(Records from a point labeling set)
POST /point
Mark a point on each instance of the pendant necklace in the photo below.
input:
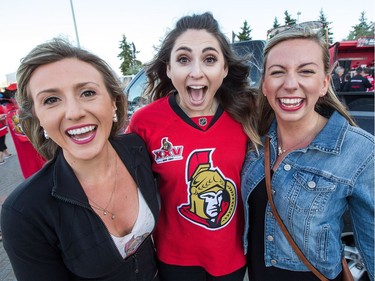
(105, 210)
(280, 149)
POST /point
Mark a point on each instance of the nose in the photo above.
(290, 81)
(196, 70)
(74, 110)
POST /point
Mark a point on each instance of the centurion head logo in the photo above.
(212, 198)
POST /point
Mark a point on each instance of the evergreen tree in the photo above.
(275, 23)
(129, 64)
(325, 28)
(362, 29)
(288, 19)
(244, 35)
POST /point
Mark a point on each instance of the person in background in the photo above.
(321, 165)
(358, 83)
(370, 77)
(88, 214)
(338, 79)
(196, 130)
(4, 154)
(29, 159)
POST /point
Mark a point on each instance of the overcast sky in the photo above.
(101, 24)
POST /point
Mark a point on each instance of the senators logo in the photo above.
(212, 198)
(167, 152)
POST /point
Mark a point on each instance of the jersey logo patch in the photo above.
(212, 198)
(167, 152)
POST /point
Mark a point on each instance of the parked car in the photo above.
(359, 104)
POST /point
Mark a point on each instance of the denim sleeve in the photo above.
(361, 207)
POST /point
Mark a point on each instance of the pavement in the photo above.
(10, 177)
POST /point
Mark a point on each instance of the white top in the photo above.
(129, 243)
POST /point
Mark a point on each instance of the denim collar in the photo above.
(329, 139)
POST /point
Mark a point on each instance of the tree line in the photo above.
(130, 65)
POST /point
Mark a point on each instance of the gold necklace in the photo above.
(105, 210)
(280, 149)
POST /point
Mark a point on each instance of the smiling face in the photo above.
(197, 69)
(294, 79)
(73, 106)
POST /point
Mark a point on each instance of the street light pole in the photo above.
(75, 25)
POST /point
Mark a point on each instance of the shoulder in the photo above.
(128, 140)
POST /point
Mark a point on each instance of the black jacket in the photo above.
(50, 232)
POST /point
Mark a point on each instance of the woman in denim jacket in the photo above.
(321, 165)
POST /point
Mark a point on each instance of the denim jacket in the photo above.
(313, 187)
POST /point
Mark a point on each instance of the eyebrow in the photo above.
(55, 90)
(300, 66)
(184, 48)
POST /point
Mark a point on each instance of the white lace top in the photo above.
(129, 243)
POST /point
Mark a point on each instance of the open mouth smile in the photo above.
(83, 134)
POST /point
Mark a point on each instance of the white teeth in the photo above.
(81, 130)
(196, 87)
(291, 101)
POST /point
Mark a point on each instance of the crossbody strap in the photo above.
(267, 166)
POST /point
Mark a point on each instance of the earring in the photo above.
(115, 119)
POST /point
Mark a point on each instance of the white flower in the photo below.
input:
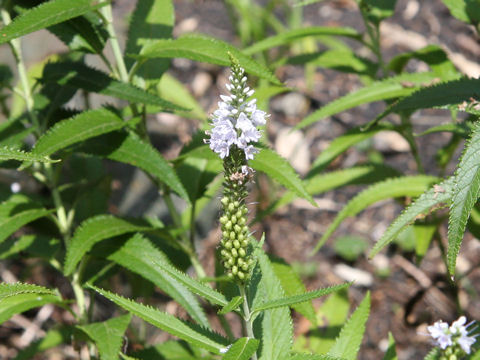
(235, 121)
(440, 333)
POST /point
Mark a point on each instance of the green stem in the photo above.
(247, 316)
(106, 12)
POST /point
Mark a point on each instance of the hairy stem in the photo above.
(247, 319)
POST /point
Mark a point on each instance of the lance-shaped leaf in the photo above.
(276, 167)
(296, 34)
(108, 335)
(276, 324)
(430, 200)
(296, 299)
(321, 183)
(18, 211)
(465, 195)
(84, 126)
(390, 88)
(194, 335)
(17, 298)
(151, 20)
(242, 349)
(136, 255)
(204, 49)
(94, 230)
(129, 148)
(14, 154)
(45, 15)
(405, 186)
(348, 342)
(81, 76)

=== What you need to do ===
Write out all the entries exactly, except for the pictures.

=== Exercise result ===
POST /point
Mark a point on each instance of the pendant necklace in the photo below.
input:
(105, 210)
(280, 149)
POST /point
Mark a point on each instance of the nose in the photo above.
(290, 81)
(196, 70)
(74, 110)
POST /point
Mark a point on each instance of the centurion head logo in the photo above.
(212, 198)
POST /point
Mark a point on each instance of the evergreen tree in the photo above.
(275, 23)
(129, 64)
(325, 28)
(362, 29)
(288, 19)
(244, 35)
POST /point
Mark a point on each instance of the person in background in the photo above.
(321, 165)
(358, 83)
(370, 77)
(88, 214)
(338, 79)
(196, 130)
(4, 154)
(29, 159)
POST /point
Mark a point on each instance of the overcast sky in the photo above.
(101, 24)
POST /point
Mark a point on each instance of the senators logo in the photo above.
(212, 198)
(167, 152)
POST /point
Mark a point on each instance of the jersey logo patch in the photo above.
(212, 198)
(167, 152)
POST /point
Mark a point on each instance of the parked car in the photo above.
(359, 104)
POST /point
Mark a point on each instance of the denim sleeve in the photo above.
(361, 207)
POST /point
Mark a point on each instance of the pavement in the photo above.
(10, 177)
POST /point
Mark a point on each instance of the white top in the photo above.
(129, 243)
POST /point
Mark a point on each instance of the denim collar in the photo above.
(329, 139)
POST /point
Mark a point on each instance of the tree line in the photo above.
(130, 65)
POST /point
Mark a point on each instance of the gold necklace in the photo above.
(105, 210)
(280, 149)
POST /point
Mark a point on each instance of the smiling face in the photo above.
(197, 69)
(294, 79)
(73, 106)
POST /point
Mark a point on each instance of the street light pole in the photo above.
(75, 25)
POST /point
Mark a point on each instance of the shoulder in the photo above.
(128, 140)
POST /point
Mark a point on each instance of the black jacket in the photo above.
(50, 232)
POST /point
Mark a point on each instance of the woman in denim jacket in the photo above.
(321, 165)
POST /point
Mark a point on each instance of the denim jacket in the photo above.
(313, 187)
POST /point
Mark a point on each instance of the eyebrow in the photo above.
(55, 90)
(300, 66)
(184, 48)
POST /point
Mark a point on each instance of the white lace top in the photo above.
(129, 243)
POST /point
Mark a point on each instance of the open mouth smile in the photo above.
(83, 134)
POST /point
Mark a point on each instance of the white teeth in the photo above.
(81, 130)
(196, 87)
(291, 101)
POST /point
Mark a point on each instance of the crossbody strap in the photo above.
(267, 166)
POST /point
Mark a point on each instance of the earring in the photo above.
(115, 119)
POST /point
Mark a point on each instance of the white flower in the photo below.
input:
(235, 121)
(440, 333)
POST /point
Mark a point on each instance of the green stem in the photo above.
(247, 316)
(106, 12)
POST /point
Mark a point on each instance of the hairy stem in the photo above.
(247, 319)
POST /point
Mark a point on each instance of the lance-shaped leaf in the photo above.
(276, 167)
(296, 34)
(108, 335)
(276, 324)
(430, 200)
(296, 299)
(321, 183)
(18, 211)
(465, 195)
(84, 126)
(390, 88)
(194, 335)
(17, 298)
(151, 20)
(242, 349)
(136, 255)
(204, 49)
(94, 230)
(129, 148)
(14, 154)
(45, 15)
(405, 186)
(348, 342)
(81, 76)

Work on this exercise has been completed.